### Short exercise 1
Decide whether each statement agrees with the clustering passage, answering yes or no and quoting the deciding words of the text: (a) The K-Means Clustering process estimates which players form a group. (b) If pamk finds more than 5 clusters, the number of clusters is set to 5. (c) The kmeans function is run on the unscaled nba data.

### Provided passage
------------

Step onto an other field, let's see how a data-mining method would group these players. The K-Means Clustering process gives us an estimation which players form a group.
<%=
if (exists('clust_num') && !is.null(clust_num) && clust_num > 0) {
  cn <- tryCatch(pam(nba, clust_num), error = function(e) e)
  fit <- kmeans(scale(nba), clust_num)
} else {
  cn <- tryCatch(pamk(nba), error = function(e) e)
  if (cn$nc > 5) {
    clust_num <- 5
    cn <- tryCatch(pam(nba, clust_num), error = function(e) e)
    fit <- kmeans(scale(nba), clust_num)
  } else {
    fit <- kmeans(scale(nba), cn$nc)
    cn <- cn$pamobject
  }
}
%>

The size of these clusters are: <%= fit$size %> .

In the first group we can find <%=rownames(nba)[fit$cluster == 1]%>.
<%
if (max(fit$cluster) > 1) { %>
In the second there are: <%=rownames(nba)[fit$cluster == 2]%>.

------------

### Short exercise 2
Extract every line of the records below that contains the string "gray".

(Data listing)

------------

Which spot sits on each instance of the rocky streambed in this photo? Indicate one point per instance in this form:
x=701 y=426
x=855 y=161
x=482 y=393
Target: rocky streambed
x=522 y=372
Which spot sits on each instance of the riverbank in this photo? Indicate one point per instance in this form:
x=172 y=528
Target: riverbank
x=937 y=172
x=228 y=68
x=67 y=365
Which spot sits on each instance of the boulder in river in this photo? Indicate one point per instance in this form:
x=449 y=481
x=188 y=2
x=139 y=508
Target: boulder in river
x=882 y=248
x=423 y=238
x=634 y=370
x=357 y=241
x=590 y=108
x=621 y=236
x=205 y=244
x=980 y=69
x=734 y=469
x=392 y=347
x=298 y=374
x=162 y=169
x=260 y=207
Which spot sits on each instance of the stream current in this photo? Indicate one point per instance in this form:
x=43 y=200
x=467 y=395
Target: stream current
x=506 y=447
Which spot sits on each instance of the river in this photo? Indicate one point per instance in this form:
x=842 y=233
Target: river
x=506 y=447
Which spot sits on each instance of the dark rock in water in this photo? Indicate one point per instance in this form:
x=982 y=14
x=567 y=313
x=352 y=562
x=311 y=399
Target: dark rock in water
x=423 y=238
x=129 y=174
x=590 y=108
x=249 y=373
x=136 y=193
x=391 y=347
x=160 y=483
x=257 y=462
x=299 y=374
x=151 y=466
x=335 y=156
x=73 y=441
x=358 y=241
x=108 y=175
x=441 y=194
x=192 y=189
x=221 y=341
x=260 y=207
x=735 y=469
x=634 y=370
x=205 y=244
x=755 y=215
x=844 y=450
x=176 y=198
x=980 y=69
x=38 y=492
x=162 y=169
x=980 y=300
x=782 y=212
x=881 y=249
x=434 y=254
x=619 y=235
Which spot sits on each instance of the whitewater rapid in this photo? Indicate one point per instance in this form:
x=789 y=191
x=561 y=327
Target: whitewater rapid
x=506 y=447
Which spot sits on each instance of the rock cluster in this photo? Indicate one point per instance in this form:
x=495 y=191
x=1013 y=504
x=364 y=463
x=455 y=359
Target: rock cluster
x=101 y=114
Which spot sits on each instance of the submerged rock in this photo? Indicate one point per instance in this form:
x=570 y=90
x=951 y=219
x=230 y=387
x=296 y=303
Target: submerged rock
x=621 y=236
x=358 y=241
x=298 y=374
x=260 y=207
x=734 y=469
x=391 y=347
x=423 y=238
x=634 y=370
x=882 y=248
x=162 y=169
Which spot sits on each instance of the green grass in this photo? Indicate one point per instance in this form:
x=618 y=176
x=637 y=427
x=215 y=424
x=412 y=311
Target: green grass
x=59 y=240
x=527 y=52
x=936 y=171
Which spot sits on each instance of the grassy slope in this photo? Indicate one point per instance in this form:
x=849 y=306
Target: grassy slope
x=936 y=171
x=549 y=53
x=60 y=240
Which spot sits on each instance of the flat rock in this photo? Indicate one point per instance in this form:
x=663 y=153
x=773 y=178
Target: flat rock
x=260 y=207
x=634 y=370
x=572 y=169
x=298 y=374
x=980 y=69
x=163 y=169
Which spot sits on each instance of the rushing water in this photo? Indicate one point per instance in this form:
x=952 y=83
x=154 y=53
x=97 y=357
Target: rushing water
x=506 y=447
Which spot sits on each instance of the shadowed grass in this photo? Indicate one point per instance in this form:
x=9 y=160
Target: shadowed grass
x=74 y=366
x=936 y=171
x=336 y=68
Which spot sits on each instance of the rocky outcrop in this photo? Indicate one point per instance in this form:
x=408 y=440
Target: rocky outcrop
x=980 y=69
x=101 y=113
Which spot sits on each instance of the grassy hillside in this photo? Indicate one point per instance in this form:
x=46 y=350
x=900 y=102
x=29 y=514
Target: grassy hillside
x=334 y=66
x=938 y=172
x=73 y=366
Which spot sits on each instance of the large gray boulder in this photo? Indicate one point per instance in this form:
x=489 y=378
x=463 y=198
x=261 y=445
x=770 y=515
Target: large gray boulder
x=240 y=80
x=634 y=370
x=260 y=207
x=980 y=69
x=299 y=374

------------

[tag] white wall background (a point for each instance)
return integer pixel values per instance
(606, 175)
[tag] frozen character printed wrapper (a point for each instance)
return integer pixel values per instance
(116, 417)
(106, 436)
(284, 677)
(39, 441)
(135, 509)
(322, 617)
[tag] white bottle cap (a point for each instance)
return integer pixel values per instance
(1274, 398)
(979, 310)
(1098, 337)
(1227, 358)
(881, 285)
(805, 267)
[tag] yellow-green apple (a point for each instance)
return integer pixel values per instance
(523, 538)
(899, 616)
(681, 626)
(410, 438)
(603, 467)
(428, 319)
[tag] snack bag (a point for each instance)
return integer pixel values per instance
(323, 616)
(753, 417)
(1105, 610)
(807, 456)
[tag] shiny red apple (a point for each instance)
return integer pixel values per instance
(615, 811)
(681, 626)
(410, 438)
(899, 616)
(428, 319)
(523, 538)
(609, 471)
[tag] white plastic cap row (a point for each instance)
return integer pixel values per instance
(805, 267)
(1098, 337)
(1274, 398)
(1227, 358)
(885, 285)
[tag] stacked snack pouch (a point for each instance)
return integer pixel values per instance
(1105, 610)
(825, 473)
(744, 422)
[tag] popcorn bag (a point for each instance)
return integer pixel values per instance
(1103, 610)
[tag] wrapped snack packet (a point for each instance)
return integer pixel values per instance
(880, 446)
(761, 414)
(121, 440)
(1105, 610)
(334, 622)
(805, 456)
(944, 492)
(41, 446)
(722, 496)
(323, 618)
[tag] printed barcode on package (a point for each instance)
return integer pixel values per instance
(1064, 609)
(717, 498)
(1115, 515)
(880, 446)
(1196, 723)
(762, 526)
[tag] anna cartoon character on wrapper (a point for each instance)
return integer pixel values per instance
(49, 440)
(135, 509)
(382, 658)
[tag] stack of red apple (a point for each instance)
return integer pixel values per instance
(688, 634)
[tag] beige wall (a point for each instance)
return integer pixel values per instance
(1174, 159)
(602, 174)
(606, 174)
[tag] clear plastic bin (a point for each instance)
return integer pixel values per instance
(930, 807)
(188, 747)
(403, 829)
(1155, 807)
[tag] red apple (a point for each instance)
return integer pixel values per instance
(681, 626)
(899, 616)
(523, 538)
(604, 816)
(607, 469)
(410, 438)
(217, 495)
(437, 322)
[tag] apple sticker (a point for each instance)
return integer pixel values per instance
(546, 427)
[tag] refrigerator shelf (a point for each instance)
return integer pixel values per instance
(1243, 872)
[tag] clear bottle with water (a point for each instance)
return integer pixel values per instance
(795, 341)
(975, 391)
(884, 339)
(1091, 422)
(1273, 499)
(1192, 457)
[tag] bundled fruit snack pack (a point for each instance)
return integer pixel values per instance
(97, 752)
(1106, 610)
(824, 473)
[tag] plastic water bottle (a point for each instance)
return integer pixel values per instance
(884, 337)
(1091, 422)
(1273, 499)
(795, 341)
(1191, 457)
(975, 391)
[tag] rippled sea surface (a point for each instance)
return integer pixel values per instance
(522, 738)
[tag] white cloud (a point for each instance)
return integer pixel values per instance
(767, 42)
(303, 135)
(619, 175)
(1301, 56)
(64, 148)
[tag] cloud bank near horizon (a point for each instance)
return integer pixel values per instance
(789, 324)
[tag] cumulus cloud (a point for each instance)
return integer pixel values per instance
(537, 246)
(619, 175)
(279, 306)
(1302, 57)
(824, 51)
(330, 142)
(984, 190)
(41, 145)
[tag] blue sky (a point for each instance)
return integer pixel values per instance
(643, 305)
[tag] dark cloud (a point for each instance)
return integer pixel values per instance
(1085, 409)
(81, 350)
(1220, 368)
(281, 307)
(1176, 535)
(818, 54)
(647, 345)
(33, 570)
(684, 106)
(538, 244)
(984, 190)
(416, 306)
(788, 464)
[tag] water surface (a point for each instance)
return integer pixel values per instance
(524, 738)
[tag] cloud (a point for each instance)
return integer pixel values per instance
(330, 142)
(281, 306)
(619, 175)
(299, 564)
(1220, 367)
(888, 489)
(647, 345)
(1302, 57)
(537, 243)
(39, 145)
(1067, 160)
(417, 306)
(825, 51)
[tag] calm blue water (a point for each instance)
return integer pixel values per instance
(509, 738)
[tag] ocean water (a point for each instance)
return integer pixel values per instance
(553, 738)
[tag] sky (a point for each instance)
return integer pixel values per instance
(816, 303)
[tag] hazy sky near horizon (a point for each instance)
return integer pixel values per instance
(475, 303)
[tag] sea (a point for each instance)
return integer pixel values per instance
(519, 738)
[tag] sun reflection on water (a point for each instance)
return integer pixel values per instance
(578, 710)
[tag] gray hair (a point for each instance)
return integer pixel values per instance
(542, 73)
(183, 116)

------------

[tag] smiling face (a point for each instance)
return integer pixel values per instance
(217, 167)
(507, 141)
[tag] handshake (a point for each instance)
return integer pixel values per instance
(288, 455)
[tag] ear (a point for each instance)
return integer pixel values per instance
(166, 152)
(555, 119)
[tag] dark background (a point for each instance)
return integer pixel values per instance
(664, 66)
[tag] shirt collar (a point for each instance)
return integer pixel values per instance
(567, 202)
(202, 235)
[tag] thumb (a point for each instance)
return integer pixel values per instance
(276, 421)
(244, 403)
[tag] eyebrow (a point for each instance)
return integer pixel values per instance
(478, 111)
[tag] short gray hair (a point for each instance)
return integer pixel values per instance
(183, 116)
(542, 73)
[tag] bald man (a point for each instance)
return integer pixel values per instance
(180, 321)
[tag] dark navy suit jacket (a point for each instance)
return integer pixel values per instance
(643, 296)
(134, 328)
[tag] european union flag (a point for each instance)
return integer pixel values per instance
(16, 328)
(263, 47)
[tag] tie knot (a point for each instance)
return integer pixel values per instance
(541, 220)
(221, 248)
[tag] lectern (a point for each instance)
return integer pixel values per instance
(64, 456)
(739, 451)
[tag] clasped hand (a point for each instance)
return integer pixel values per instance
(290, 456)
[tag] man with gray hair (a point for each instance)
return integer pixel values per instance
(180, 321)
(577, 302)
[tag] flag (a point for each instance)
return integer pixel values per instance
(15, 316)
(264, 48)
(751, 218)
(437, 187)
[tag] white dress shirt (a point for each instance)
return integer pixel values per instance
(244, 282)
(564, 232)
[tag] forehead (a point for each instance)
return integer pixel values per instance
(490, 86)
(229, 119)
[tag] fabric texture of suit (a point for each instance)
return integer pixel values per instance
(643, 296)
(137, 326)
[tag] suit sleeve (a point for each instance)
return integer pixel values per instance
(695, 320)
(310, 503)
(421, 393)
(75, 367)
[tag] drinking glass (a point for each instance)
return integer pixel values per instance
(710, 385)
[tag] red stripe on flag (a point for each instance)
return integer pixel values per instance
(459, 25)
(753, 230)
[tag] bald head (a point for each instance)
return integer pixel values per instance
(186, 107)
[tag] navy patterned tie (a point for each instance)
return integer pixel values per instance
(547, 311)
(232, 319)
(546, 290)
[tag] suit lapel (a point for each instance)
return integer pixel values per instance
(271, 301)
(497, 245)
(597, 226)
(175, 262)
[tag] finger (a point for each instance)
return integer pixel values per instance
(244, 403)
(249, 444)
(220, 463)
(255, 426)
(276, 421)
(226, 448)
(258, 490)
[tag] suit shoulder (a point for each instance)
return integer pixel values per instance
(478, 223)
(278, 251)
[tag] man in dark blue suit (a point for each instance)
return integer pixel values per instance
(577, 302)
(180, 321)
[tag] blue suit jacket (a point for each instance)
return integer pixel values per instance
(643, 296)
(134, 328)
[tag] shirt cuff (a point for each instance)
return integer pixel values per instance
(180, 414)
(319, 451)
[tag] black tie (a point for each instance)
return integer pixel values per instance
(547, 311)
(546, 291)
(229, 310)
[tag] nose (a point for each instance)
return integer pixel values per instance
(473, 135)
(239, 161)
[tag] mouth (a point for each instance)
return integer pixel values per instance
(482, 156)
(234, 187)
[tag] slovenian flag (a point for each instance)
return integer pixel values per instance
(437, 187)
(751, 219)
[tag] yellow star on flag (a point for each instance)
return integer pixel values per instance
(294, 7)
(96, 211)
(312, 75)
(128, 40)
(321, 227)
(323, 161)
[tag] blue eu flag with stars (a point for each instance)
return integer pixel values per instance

------------

### Full response 1
(a) Yes: "The K-Means Clustering process gives us an estimation which players form a group."
(b) Yes: "clust_num <- 5"
(c) No: "kmeans(scale(nba), clust_num)"

### Full response 2
Which spot sits on each instance of the large gray boulder in this photo? Indicate one point per instance in this form:
Target: large gray boulder
[tag] gray hair (a point for each instance)
[tag] short gray hair (a point for each instance)
[tag] man with gray hair (a point for each instance)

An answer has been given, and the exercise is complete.